-- Исходный текст --
------------------------------
Здесь прошли первые детские годы будущего поэта, родились его братья, сестра Дарья. В исповедальной книге Трёхсвятителькой церкви сохранилась запись о «бытии у исповеди» и причащении всего семейства Тютчевых.[11]
15 февраля 1806 года А. В. Остерман завещает Екатерине Львовне это владение:
«Лета тысяча восемьсот шестого, февраля в пятыйнадесять день <…> дарю по смерти моей отставного гвардии корнета Ивана Николаевича Тютчева жене ево, а моей родной племяннице Катерине Львовне и наследникам её в вечное и потомственное владение собственныя благоприобретенныя мною три дома с принадлежащими ко оным землями <…> состоящия Мяснитской части перваго квартала, первыя два под номером пятидесятым, а третей под номером пятьдесят четвёртым со всею имеющеюся во оных домашнею принадлежностию, мебелью, серебром, вещами, платьем, бельем, посудою всякого рода, екипажами, лошадьми и конскими уборами, словом сказать, что ни есть во оных домах <…>».[15]
23 мая 1809 года скончалась Анна Васильевна и 27 мая Е. Л. Тютчева была введена во владение завещанной усадьбой в М. Трехсвятительском переулке.[16]
Уголок детства Тютчева был необычайно красив: дом Остермана находился в одном из самых аристократических районов допожарной Москвы. Здесь, в переулках Покровки, с незапамятных времен селились именитые москвичи: кругом утопающие в садах усадьбы, почти над обрывом — церковь Трех святителей, построенная в XVII веке, и овеянный легендами Ивановский монастырь, правее которого вдали блестели золотом на солнце купола кремлевских соборов, а над ними гордо возвышалась колокольня Ивана Великого. Впереди за усадьбами на гребне холма красовалась жемчужина московской архитектуры—церковь Успения Богородицы на Покровке. Позади дома раскинулся большой сад с прудом, за ним — сад соседа, а дальше, внизу за Воспитательным домом, виднелась и голубая лента Москвы-реки.
------------------------------
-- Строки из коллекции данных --
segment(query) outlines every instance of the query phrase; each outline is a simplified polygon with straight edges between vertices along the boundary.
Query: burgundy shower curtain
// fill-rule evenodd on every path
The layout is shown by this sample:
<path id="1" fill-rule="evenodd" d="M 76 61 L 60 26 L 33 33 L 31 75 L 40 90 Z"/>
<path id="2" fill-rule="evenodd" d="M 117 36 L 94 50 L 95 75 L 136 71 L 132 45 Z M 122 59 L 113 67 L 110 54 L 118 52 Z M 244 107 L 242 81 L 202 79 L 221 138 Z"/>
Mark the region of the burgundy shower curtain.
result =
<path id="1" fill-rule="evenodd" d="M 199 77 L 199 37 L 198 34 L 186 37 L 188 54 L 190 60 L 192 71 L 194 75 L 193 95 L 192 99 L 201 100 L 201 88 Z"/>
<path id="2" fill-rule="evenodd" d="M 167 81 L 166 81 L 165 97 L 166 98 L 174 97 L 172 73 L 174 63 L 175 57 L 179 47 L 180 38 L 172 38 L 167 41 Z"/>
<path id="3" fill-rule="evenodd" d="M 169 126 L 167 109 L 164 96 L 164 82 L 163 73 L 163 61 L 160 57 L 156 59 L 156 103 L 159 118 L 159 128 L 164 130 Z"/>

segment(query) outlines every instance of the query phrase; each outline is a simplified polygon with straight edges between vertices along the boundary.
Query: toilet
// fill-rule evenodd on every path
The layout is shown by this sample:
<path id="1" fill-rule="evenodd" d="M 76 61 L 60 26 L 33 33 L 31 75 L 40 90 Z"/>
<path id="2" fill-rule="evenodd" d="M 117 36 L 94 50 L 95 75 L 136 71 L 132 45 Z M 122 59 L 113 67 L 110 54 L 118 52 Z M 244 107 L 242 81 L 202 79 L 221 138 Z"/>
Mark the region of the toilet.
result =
------------------------------
-- Задания --
- a) Ответьте на вопросы по исходному тексту:
(i) Какого числа и года А. В. Остерман завещает владение Екатерине Львовне?
(ii) Какого числа Е. Л. Тютчева была введена во владение завещанной усадьбой?
(iii) В каком веке была построена церковь Трех святителей?
- b) Изложите содержание исходного текста в двух предложениях.
- c) Перечислите все церкви, монастыри, соборы и колокольни, упомянутые в исходном тексте.

-- Решения заданий --
- a)
(i) 15 февраля 1806 года.
(ii) 27 мая 1809 года.
(iii) В XVII веке.

- b) В доме, где прошли первые детские годы будущего поэта и родились его братья и сестра Дарья, А. В. Остерман 15 февраля 1806 года завещает владение Екатерине Львовне, и 27 мая 1809 года Е. Л. Тютчева была введена во владение усадьбой в М. Трехсвятительском переулке. Дом Остермана находился в одном из самых аристократических районов допожарной Москвы, среди утопающих в садах усадеб, недалеко от церкви Трех святителей и Ивановского монастыря, а позади дома раскинулся большой сад с прудом.

- c) Церковь Трех святителей (Трёхсвятительская церковь), Ивановский монастырь, кремлевские соборы, колокольня Ивана Великого, церковь Успения Богородицы на Покровке.